Questions on the material:
- A) Copy word for word the part of the article on aflibercept injection timing that runs from "New findings suggest" to "to these findings.".
- B) According to the article on aflibercept injection timing, at what meeting were the findings presented?
- C) Pick up the article on aflibercept injection timing where it stops, and write what comes next.
----- Text for analysis
Longer time to intravitreal aflibercept injection (>3 months) showed less visual improvement versus shorter time (<1 month).
New findings suggest that a longer time to intravitreal aflibercept injection (>3 months) was linked to less visual improvement versus a shorter time (<1 month) after diagnosis of macular edema due to central retinal vein occlusion (CRVO).
Those patients with poor baseline best-corrected visual acuity (BCVA) additionally showed greater visual improvement, but worse mean final BCVA compared to patients with better baseline BCVA.
The findings were presented at the American Society of Retina Specialists 40th Annual Scientific Meeting.
In an interview with HCPLive, Dilsher Dhoot, MD, California Retina Consultants, discussed the post-hoc analysis of the pivotal phase 3 COPERNICUS and GALILEO trials which led to these findings.
“Our goal was to take a look at really two things, one was time to first treatment and its effect on visual anatomy,” Dhoot said. “And also baseline visual acuity and its effect on vision and anatomy.”
The first analysis broke patients down into three groups, to those who had been treated <1 month of diagnosis, 1 to 3 months of diagnosis, or >3 months of diagnosis with a full reset. The data show patients who had a delay in treatment had less improvement in VA than those without a delay following diagnosis.
“Interestingly, anatomic improvements were similar amongst both groups, despite the visual acuity changes,” Dhoot noted.
In terms of the second analysis, patients with the worst vision gained the most in terms of visual acuity, which Dhoot noted was expected due to the ceiling effect.
----------
----- Given entries
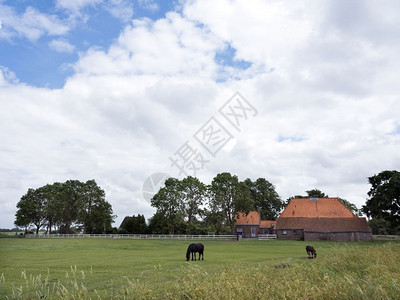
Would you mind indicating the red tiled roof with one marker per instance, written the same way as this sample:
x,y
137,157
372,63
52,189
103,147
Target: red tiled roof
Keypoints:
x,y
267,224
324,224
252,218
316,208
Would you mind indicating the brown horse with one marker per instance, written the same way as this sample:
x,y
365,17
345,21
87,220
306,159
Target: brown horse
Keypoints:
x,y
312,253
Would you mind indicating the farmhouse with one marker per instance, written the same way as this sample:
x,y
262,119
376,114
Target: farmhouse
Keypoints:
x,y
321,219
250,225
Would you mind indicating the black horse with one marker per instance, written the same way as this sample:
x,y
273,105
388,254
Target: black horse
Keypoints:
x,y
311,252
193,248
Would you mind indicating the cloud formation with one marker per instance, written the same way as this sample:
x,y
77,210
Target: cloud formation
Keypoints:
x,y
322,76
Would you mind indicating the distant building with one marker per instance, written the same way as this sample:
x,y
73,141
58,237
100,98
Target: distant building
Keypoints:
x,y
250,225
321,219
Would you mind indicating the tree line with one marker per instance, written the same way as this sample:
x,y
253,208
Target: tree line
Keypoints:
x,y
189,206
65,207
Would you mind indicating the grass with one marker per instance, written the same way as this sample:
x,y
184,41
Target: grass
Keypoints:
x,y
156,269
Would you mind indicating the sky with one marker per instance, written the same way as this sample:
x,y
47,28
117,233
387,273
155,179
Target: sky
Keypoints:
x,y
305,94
----------
----- Given entries
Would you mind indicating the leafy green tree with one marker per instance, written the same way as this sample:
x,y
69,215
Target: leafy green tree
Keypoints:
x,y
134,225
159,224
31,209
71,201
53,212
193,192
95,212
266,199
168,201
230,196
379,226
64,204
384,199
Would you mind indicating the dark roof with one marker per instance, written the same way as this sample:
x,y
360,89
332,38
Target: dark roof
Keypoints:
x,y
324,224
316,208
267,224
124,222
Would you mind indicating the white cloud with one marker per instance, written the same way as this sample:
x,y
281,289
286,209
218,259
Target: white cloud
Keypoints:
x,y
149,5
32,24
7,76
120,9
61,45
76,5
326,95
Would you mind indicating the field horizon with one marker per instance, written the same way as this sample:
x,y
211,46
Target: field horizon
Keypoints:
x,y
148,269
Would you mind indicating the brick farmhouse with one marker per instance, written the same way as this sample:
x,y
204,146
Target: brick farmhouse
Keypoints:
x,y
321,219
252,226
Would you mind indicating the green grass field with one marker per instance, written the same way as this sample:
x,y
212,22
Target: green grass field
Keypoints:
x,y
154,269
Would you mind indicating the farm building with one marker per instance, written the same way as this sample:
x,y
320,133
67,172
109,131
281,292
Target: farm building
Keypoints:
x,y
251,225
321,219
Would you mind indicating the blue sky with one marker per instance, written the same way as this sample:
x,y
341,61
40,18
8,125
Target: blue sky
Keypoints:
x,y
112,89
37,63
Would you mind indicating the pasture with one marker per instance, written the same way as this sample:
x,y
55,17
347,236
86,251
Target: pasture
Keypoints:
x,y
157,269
----------
----- Given entries
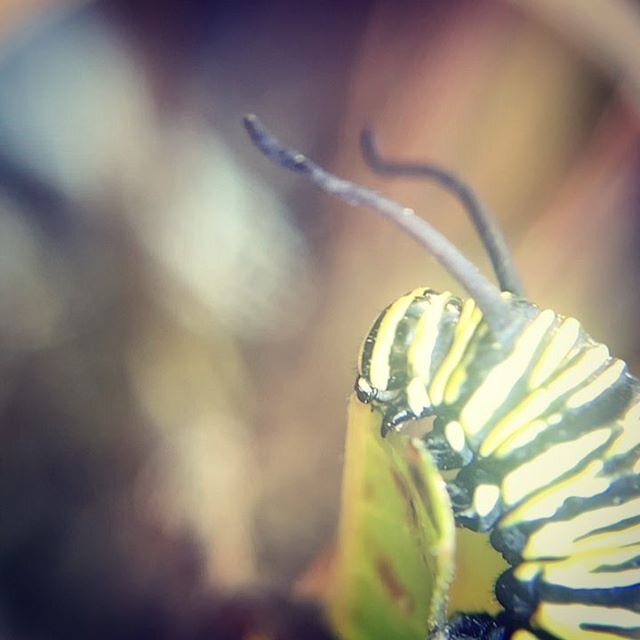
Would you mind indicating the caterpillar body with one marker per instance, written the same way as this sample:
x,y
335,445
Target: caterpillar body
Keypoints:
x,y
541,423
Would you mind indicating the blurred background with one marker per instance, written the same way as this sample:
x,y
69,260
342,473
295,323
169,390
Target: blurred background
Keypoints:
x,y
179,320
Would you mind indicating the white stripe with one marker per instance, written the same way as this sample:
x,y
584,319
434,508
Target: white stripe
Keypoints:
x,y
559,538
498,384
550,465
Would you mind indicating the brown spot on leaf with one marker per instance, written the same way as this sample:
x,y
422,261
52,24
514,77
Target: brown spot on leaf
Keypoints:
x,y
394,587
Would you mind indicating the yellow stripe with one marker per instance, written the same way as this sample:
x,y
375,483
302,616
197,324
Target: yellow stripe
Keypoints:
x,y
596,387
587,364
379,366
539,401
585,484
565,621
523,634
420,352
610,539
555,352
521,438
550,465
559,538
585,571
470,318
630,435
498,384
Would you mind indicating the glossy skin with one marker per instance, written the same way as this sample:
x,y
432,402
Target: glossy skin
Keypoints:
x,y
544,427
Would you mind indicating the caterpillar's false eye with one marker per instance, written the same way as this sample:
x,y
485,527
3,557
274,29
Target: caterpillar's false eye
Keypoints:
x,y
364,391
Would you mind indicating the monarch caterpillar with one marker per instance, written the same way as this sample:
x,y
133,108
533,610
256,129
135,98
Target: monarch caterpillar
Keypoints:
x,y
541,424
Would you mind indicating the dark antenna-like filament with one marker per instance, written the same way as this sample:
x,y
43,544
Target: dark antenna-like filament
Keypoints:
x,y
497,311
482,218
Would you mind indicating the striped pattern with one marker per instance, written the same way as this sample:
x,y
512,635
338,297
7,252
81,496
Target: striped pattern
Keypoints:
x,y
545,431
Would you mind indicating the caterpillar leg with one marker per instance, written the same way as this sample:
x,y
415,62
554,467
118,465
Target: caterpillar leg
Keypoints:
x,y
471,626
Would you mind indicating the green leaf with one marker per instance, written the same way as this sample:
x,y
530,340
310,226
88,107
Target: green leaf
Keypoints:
----------
Answers to the exercise:
- A)
New findings suggest that a longer time to intravitreal aflibercept injection (>3 months) was linked to less visual improvement versus a shorter time (<1 month) after diagnosis of macular edema due to central retinal vein occlusion (CRVO).
Those patients with poor baseline best-corrected visual acuity (BCVA) additionally showed greater visual improvement, but worse mean final BCVA compared to patients with better baseline BCVA.
The findings were presented at the American Society of Retina Specialists 40th Annual Scientific Meeting.
In an interview with HCPLive, Dilsher Dhoot, MD, California Retina Consultants, discussed the post-hoc analysis of the pivotal phase 3 COPERNICUS and GALILEO trials which led to these findings.

- B) The American Society of Retina Specialists 40th Annual Scientific Meeting.

- C)
“Though, those patients who had the best visual acuity at baseline had the best visual acuity at the end of the trial,” Dhoot said. “Patients certainly with better vision do better long term.”
Dhoot added that it is crucial to manage patient and physician expectations and provide prognostic information. He said it is helpful to know that starting treatment earlier, rather than delaying it, is more beneficial for the patient and it is important to know that those with better vision at baseline, they’ll have better outcomes.
Dhoot also pointed out the importance of patient care education and educating patients on the needs and goals of these treatments may lead to better outcomes. He noted studies that looked at socioeconomic factors affected access to health care and the disparities faced in underserved populations.
“There is a disparity and unfortunately, that does result in vision left on the table,” he said. “I mean, having access to care and timely treatments, with the necessary medications is vital.